━━ DATA ━━

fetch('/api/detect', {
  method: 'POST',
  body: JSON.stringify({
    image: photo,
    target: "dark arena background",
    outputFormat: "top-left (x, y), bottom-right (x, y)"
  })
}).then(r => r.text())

━━━

-- WHAT YOU NEED TO DO --
The expected result is every record above, duplicated exactly.

-- EXERCISE ANSWER --
fetch('/api/detect', {
  method: 'POST',
  body: JSON.stringify({
    image: photo,
    target: "dark arena background",
    outputFormat: "top-left (x, y), bottom-right (x, y)"
  })
}).then(r => r.text())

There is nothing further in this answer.